_Task to complete:_
Rewrite every line of the data below, keeping the requests as they are, but add 78 to each x and y coordinate in the answers. Omit the pictures from your copy.
>> BEGIN
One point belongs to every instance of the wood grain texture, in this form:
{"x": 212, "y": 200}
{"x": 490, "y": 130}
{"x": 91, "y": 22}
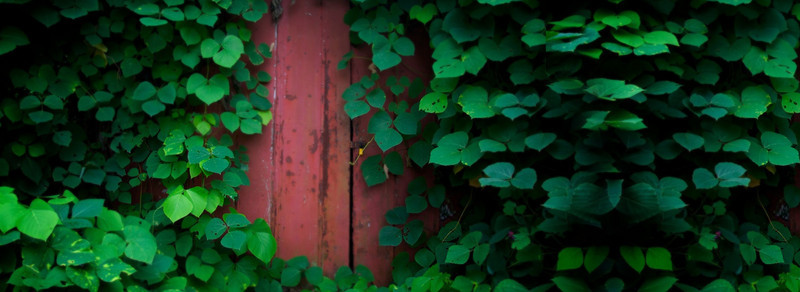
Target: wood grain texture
{"x": 299, "y": 167}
>> END
_Full response:_
One point belongs to every instance of the wood grain texture, in this form:
{"x": 212, "y": 200}
{"x": 490, "y": 130}
{"x": 91, "y": 22}
Target: wood grain texture
{"x": 377, "y": 245}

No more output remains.